◆ Selection
***

Afterwards, issuing 'git submodule update' a second time will issue a simple 'git fetch',
which will not work because of the single-branch refspec, then it will try fetching
the commit by its hash, which works, and then it will checkout that commit.
Looking at commit 132f600b06 (clone: pass --single-branch during,
--recurse-submodules, 2020-02-20), which introduced the '--single-branch'
option for 'git submodule update', it seems that what we have at the moment
is partly a documentation bug, i.e. the doc should say
"Clone only the history leading up to the remote HEAD during update",
and not mention '--branch' at all. I'm CC-ing Emily and Peff who were involved
in that series. Looking at the mailing list thread where
this feature was discussed [2], it seems that mentioning 'branch' in the description
of 'single-branch' was just a leftover from v1 of the series that was forgotten
in later iterations.

***

◆ Data lines
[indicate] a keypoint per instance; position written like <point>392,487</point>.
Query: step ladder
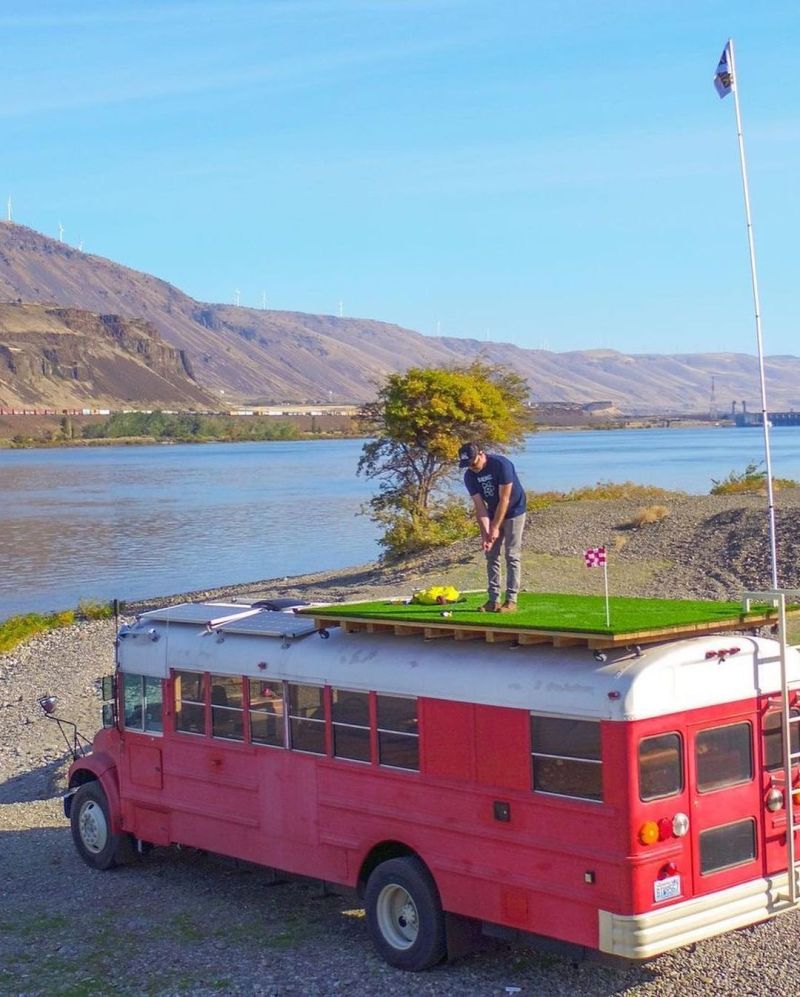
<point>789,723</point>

***

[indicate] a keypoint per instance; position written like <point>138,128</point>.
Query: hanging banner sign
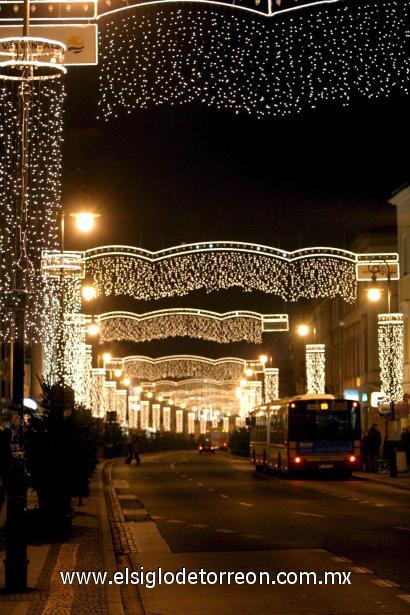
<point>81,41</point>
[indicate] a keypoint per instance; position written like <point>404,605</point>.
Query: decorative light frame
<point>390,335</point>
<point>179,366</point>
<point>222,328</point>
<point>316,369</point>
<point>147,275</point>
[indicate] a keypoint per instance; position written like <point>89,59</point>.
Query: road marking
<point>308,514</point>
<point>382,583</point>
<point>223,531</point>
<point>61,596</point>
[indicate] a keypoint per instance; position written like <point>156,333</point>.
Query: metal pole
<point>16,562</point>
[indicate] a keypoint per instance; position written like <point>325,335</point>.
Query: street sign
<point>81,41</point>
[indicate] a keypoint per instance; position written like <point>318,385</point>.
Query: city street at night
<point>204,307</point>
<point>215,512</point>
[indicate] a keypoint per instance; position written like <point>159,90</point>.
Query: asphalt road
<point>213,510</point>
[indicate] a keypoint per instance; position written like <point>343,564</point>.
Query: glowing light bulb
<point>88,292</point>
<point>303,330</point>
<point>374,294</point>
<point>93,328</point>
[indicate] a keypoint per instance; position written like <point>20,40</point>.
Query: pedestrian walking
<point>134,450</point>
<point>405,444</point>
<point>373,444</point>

***

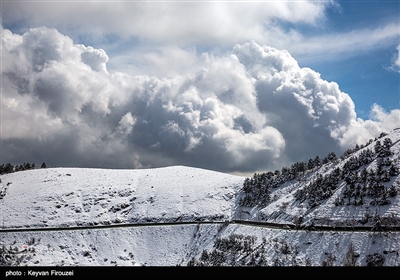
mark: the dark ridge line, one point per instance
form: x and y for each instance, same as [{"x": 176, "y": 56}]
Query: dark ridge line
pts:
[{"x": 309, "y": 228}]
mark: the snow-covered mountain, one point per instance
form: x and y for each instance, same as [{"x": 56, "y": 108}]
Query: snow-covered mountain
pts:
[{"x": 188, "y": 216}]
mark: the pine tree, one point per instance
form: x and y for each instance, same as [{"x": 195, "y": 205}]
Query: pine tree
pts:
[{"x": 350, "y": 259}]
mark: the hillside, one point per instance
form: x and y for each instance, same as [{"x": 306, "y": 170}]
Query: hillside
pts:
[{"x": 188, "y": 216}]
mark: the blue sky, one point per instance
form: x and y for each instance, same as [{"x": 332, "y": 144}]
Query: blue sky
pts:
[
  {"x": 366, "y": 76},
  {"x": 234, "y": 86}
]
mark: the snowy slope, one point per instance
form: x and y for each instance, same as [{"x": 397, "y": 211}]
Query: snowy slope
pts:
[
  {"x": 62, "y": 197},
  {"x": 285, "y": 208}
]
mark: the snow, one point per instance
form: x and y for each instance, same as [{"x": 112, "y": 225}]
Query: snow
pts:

***

◆ Task prompt
In the passage on 'git submodule update', which commit introduced the '--single-branch' option for that command?

◆ Exercise response
Commit 132f600b06.